>> START Raw data

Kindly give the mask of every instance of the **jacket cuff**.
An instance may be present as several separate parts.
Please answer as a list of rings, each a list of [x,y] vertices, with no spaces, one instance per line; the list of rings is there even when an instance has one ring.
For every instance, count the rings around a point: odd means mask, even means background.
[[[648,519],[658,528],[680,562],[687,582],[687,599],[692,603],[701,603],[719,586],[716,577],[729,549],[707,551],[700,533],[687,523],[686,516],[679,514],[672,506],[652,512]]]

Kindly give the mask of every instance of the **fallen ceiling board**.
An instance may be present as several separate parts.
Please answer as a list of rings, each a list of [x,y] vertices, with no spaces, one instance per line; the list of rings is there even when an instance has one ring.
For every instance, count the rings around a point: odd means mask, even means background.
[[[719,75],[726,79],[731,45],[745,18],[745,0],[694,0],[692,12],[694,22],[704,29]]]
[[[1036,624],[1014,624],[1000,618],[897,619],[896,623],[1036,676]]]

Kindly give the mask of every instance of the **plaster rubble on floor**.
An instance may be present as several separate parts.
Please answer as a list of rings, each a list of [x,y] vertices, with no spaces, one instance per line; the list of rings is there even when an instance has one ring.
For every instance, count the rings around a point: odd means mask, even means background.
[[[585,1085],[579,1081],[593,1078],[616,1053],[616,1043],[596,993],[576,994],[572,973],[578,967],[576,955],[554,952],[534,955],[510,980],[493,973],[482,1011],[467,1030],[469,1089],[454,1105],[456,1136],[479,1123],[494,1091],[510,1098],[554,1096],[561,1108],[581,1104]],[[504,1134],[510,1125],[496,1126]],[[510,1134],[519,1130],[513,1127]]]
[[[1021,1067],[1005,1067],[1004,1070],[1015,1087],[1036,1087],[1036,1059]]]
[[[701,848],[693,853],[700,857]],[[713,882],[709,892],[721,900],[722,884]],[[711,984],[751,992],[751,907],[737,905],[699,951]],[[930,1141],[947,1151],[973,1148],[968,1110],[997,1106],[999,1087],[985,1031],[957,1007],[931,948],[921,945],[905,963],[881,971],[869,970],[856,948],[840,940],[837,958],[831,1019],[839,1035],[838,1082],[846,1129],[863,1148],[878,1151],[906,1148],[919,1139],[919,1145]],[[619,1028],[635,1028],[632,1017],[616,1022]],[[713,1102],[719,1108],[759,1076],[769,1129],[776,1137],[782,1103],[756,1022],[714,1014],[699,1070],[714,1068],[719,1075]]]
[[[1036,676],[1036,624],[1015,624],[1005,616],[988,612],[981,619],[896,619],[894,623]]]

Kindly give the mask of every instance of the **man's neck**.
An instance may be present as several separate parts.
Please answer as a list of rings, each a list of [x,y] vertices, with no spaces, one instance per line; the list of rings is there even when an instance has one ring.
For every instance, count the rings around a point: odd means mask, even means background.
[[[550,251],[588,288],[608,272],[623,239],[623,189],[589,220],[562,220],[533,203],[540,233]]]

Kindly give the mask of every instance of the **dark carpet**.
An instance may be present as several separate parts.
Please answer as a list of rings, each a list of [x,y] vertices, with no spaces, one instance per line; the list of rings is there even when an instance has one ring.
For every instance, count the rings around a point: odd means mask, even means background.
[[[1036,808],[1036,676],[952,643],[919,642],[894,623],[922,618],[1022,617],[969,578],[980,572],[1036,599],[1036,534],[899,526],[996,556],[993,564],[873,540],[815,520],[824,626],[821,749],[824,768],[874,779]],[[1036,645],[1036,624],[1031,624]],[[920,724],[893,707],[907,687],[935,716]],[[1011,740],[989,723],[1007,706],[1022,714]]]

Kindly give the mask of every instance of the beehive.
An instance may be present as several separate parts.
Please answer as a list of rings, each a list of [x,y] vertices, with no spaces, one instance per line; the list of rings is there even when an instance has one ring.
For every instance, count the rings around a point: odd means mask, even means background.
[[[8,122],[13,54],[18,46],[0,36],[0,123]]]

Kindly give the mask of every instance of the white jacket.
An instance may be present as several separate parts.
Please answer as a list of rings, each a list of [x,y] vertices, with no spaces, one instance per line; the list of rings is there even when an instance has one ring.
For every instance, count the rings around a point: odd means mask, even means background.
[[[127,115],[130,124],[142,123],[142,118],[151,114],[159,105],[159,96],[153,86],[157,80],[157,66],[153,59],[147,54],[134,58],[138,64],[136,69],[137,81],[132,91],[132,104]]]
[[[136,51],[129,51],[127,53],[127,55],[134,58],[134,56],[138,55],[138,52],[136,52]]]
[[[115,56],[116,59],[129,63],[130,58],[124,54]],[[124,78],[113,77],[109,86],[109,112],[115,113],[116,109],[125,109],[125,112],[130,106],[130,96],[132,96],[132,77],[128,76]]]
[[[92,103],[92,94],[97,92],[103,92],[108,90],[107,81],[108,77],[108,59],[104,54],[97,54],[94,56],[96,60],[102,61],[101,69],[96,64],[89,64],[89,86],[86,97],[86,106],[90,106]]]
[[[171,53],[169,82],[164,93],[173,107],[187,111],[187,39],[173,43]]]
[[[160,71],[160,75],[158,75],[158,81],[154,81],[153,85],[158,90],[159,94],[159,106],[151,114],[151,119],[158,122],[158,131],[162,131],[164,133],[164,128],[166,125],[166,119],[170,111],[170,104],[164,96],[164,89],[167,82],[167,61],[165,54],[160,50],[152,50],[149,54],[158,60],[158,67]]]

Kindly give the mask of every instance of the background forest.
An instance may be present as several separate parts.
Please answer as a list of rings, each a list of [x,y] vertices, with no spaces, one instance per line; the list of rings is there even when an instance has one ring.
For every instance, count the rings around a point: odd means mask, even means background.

>> END Raw data

• _The problem_: Can you turn every line of the entries above into a numbered list, skipping the blank lines?

• _Result_:
1. Kindly give the mask of every instance of the **jacket cuff**.
2. An instance may be present as several separate parts.
3. Please answer as a list of rings, each a list of [x,y] vertices, with no spaces, one instance per line; the list of rings is there even when an instance has one ring.
4. For every instance, count the rings around a point: odd means mask, even means background.
5. [[[648,519],[658,528],[680,562],[687,582],[687,599],[692,603],[701,603],[719,586],[716,577],[729,549],[707,551],[700,533],[687,523],[686,516],[679,514],[672,506],[652,512]]]
6. Kindly give the mask of every instance of the **fallen ceiling board**.
7. An instance may be present as several separate parts.
8. Please answer as a list of rings, each a list of [x,y] vertices, with no spaces, one instance per line; the list of rings is there even when an instance has one ring.
9. For every instance, count the rings around a point: odd means mask, even means background.
10. [[[719,75],[726,79],[731,45],[745,18],[745,0],[694,0],[692,12],[694,22],[704,29]]]
11. [[[1036,624],[1014,624],[1000,618],[897,619],[896,623],[1036,676]]]
12. Kindly give the mask of every instance of the **plaster rubble on floor**.
13. An instance may be present as several separate parts.
14. Please answer as a list of rings, each a list of [x,y] vertices, with no spaces, one instance per line; the list of rings is there even when an instance has one ring.
15. For every instance, count the rings around a point: odd means mask, even means background.
16. [[[585,1085],[579,1081],[593,1078],[616,1053],[616,1043],[596,993],[576,994],[572,973],[578,967],[576,955],[554,952],[534,955],[510,980],[493,973],[482,1011],[467,1030],[469,1089],[454,1105],[456,1136],[479,1123],[494,1091],[510,1098],[554,1096],[561,1108],[581,1104]],[[504,1134],[510,1125],[496,1126]],[[510,1134],[519,1130],[513,1127]]]
17. [[[1021,1067],[1005,1067],[1004,1070],[1015,1087],[1036,1087],[1036,1059]]]
18. [[[701,848],[693,853],[700,857]],[[713,882],[709,892],[721,900],[722,884]],[[711,984],[751,992],[751,907],[737,905],[699,951]],[[930,1141],[947,1151],[973,1148],[968,1110],[997,1106],[999,1087],[985,1031],[957,1007],[931,948],[921,945],[905,963],[881,971],[869,970],[856,948],[840,940],[837,958],[831,1019],[839,1035],[838,1082],[846,1129],[863,1148],[878,1151],[906,1148],[919,1139],[919,1145]],[[619,1028],[635,1028],[632,1017],[616,1022]],[[713,1102],[719,1108],[759,1076],[769,1129],[776,1137],[782,1103],[756,1022],[714,1014],[699,1070],[714,1068],[719,1075]]]
19. [[[1036,676],[1036,624],[1015,624],[1005,616],[988,612],[981,619],[896,619],[894,623]]]
20. Kindly give the mask of every instance of the **man's neck**.
21. An instance may be present as several separate parts.
22. Please answer as a list of rings, each a list of [x,y] vertices, with no spaces, one instance per line; the list of rings is there even when an instance has one ring.
23. For every instance, count the rings around a point: odd means mask, even means background.
24. [[[550,251],[588,288],[608,272],[623,239],[623,189],[589,220],[562,220],[533,203],[540,233]]]
25. Kindly give the mask of every instance of the **dark carpet**.
26. An instance may be present as several separate parts.
27. Please answer as a list of rings, each a list of [x,y] vertices, with no spaces, one instance per line; the list of rings is there even when an instance has one ring.
28. For every instance, count the rings around a point: odd means mask, even means background.
29. [[[1036,808],[1036,676],[952,643],[919,642],[894,623],[922,618],[1022,617],[969,578],[980,572],[1036,599],[1036,534],[899,526],[996,556],[993,564],[873,540],[815,520],[824,626],[821,749],[824,768],[874,779]],[[1036,645],[1036,624],[1031,624]],[[920,724],[893,707],[907,687],[935,716]],[[1011,740],[989,723],[1007,706],[1022,714]]]
30. Kindly give the mask of every instance of the beehive.
31. An instance may be present as several separate parts.
32. Please answer as a list of rings, each a list of [x,y] vertices, with no spaces, one instance per line; the list of rings is there even when an instance has one ring.
33. For every instance, count the rings around a point: odd means mask, even means background.
34. [[[8,122],[13,54],[18,46],[0,36],[0,123]]]
35. Kindly give the mask of every instance of the white jacket.
36. An instance may be present as several separate parts.
37. Please answer as a list of rings, each a list of [x,y] vertices, with no spaces, one instance per line; the list of rings is there even when an instance has one ring.
38. For every instance, count the rings around a point: odd means mask, even means background.
39. [[[127,115],[130,124],[142,123],[142,118],[151,114],[159,105],[159,96],[153,86],[157,80],[157,66],[153,59],[147,54],[134,58],[138,64],[136,69],[137,81],[132,91],[132,104]]]
40. [[[136,51],[129,51],[127,53],[127,55],[134,58],[134,56],[138,55],[138,52],[136,52]]]
41. [[[115,56],[116,59],[129,63],[130,58],[124,54]],[[124,78],[113,77],[109,86],[109,112],[115,113],[116,109],[125,109],[125,112],[130,106],[130,96],[132,96],[132,77],[128,76]]]
42. [[[92,103],[92,94],[97,92],[103,92],[108,90],[107,81],[108,77],[108,59],[104,54],[97,54],[94,56],[96,60],[102,61],[101,69],[96,64],[89,64],[89,86],[86,97],[86,106],[90,106]]]
43. [[[171,53],[169,82],[164,93],[173,107],[187,111],[187,39],[173,43]]]
44. [[[160,71],[160,75],[158,75],[158,81],[154,81],[153,85],[158,90],[159,94],[159,106],[151,114],[151,119],[158,122],[158,131],[162,131],[164,133],[164,128],[166,125],[166,119],[170,111],[170,104],[164,96],[164,89],[167,82],[167,61],[165,54],[160,50],[152,50],[149,54],[158,60],[158,67]]]
45. Kindly give the mask of every instance of the background forest.
46. An instance may be present as several separate parts.
47. Please answer as a list of rings, each a list of [x,y] vertices, with no spaces, one instance per line; the list of rings is there even when an instance has one ring.
48. For every instance, count the rings around a point: odd means mask, even means background.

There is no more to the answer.